--- Start of RECORD LIST ---
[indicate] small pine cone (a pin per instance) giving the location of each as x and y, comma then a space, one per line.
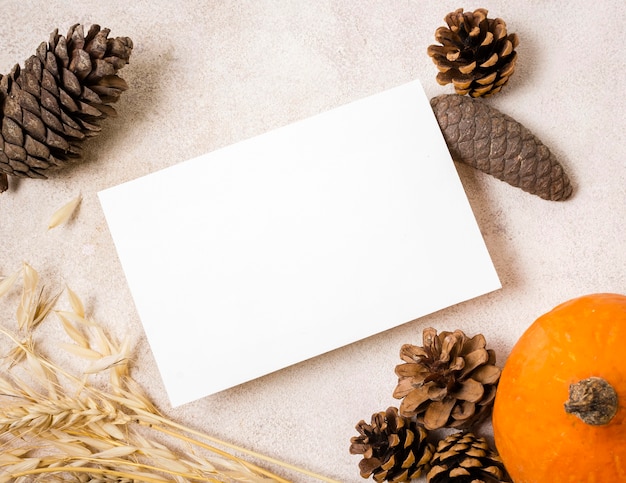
450, 382
466, 458
483, 137
476, 54
394, 448
59, 98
--- End of RECORD LIST ---
Return all of the records above verbatim, line for line and in their original order, omitting the pictures.

▶ [RESPONSE TO THIS EXERCISE]:
[indicate] small pine cone (a pin per instance) giving the location of each as x and y, comma then a space, one per line.
450, 382
466, 458
483, 137
476, 54
394, 448
59, 98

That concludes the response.